━━━ Textauszug

William Joseph Dunlop war zweifellos ein Mensch, den man heutzutage als «Charakter» bezeichnen würde. Abseits der Rennstrecke unglaublich ruhig und zurückhaltend, war er im Sattel einer Rennmaschine wie ausgewechselt. Egal, ob auf einem kleinen 125er-Motorrad oder auf einem über 200 PS starken Superbike, der Nordire war bis ins hohe Alter das Maß aller Dinge. Sein tödlicher Unfall bei einem zu keiner Meisterschaft zählenden Rennen in Tallinn (Estland) stürzte ein ganzes Land in kollektive Trauer. Bei seinem Begräbnis, das sogar vom Fernsehen live übertragen wurde, folgten über 50.000 Menschen seinem Sarg.

Nachdem Dunlop in seiner engeren Heimat Nordirland schon jedes Rennen gewonnen hatte, nahm er 1976 erstmals an der Tourist Trophy auf der Isle of Man teil. Um sich den über 60 Kilometer langen Snaefell Mountain Course einzuprägen, klemmte er sich in den Windschatten seinen erfahrenen Konkurrenten und schaute sich so manches Geheimnis ab. Während er sowohl im Lightweight-Rennen, als auch in der Classic-TT schon früh ausgefallen war, beendete er die Junior-TT an 16. Position, in der Senior-TT belegte er Rang 18.

Bereits im zweiten Jahr sorgte der scheue und bescheidene Dunlop für eine Überraschung. Erstmals gelang ihm in der Classic-TT eine Runde unter der magischen 20-Minuten-Schallmauer und das, obwohl er einen kurzen Reparaturstopp einlegen musste. Trotzdem reichte es zum siebenten Platz. Für noch größeres Erstaunen sorgte er im «Jubilee Classic»-Rennen. Vor George Fogarty, Vater des vierfachen Superbike-Weltmeisters Carl Fogarty, überquerte er als Sieger die Ziellinie und streifte ein für seine Verhältnisse astronomisch hohes Preisgeld in der Höhe von 1000 Pfund ein.

Bis zu seinem verhängnisvollen Unfall vor 20 Jahren in Estland sollten noch 25 weitere Siege bei der Tourist Trophy folgen, wobei der inzwischen längst zur Rennsport-Legende gewordene und von der Presse und seinen Fans mit dem Titel «King of the Roads» und «King of the Mountain» geadelte Dunlop, in den Jahren 1985, 1988 und 2000 sogar der Hattrick gelang.

Die TT 1985 blieb aber nicht nur wegen seines Dreifacherfolges im Gedächtnis, sondern auch, weil sein heillos überladenes Fischerboot bei der Überfahrt von Nordirland auf die Insel Man auf ein Riff auflief und unweit von Portaferry sank. Alle 13 Besatzungsmitglieder konnten von der Küstenwache gerettet werden. Und Glück im Unglück für den Kettenraucher, seine Werks-Motorräder waren nicht mit an Bord, sehr wohl aber Maschinen seines Bruders Robert und seiner Landsleute Brian Reid, Noel Hudson und Sam McClements, die aber am nächsten Tag geborgen wurden. Sämtliche Motorräder konnten übrigens bei den TT-Rennen eingesetzt werden.

━━━━━━

• Schriftliche Anweisung 1: Zählen Sie in der nachstehenden Auflistung die Zeilen, die das Wort „white“ enthalten. Nennen Sie ausschließlich die Anzahl.
Der Textauszug und die nachstehende Auflistung sind voneinander unabhängiges Material.

━━━ Bereitgestellte Auflistung

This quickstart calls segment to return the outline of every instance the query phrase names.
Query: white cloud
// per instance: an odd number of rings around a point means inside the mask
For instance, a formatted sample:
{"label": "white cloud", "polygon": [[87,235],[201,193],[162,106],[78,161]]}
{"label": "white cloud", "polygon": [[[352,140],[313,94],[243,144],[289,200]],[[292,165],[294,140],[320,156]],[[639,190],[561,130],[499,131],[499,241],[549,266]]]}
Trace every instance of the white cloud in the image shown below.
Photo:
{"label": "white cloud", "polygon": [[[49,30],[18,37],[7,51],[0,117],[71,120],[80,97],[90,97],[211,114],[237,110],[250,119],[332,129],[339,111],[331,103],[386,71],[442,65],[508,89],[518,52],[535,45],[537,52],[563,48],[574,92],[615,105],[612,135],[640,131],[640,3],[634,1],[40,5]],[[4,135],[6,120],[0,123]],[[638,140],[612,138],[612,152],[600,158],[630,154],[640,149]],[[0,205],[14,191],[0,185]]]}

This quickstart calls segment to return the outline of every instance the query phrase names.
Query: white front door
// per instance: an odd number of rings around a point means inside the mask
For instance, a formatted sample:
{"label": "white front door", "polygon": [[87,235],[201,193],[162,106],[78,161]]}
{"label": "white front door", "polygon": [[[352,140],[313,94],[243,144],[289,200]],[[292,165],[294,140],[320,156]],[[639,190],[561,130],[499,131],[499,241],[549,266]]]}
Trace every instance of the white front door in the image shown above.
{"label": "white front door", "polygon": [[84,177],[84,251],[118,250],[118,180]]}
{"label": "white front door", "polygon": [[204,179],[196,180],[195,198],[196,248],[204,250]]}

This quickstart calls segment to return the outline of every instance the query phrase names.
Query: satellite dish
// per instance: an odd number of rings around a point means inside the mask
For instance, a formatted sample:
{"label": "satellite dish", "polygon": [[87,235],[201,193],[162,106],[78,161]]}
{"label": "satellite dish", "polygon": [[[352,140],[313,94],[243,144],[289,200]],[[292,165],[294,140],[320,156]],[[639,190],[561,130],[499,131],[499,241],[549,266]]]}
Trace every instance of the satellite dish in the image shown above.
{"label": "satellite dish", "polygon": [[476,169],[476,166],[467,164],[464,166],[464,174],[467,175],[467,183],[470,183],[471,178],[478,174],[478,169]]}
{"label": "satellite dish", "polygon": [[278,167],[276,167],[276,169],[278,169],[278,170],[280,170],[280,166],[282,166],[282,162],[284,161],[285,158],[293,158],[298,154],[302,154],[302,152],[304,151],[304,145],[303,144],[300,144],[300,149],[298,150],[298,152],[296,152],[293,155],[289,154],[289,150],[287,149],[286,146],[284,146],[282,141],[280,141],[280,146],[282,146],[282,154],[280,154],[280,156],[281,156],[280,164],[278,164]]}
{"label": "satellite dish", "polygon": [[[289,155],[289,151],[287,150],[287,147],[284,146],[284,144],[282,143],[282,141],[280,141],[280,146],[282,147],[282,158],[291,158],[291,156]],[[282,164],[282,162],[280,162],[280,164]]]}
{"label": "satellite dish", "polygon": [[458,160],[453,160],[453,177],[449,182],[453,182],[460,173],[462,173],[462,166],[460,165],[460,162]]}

━━━━━━

• Schriftliche Anweisung 2: Geben Sie aus dem obigen Textauszug über William Joseph Dunlop einen Abschnitt wortgetreu aus. Beginnen Sie bei den Worten „Nachdem Dunlop in“ und enden Sie nach „er Rang 18.“.

• Vollständige Antwort 1: 11

• Vollständige Antwort 2:
Nachdem Dunlop in seiner engeren Heimat Nordirland schon jedes Rennen gewonnen hatte, nahm er 1976 erstmals an der Tourist Trophy auf der Isle of Man teil. Um sich den über 60 Kilometer langen Snaefell Mountain Course einzuprägen, klemmte er sich in den Windschatten seinen erfahrenen Konkurrenten und schaute sich so manches Geheimnis ab. Während er sowohl im Lightweight-Rennen, als auch in der Classic-TT schon früh ausgefallen war, beendete er die Junior-TT an 16. Position, in der Senior-TT belegte er Rang 18.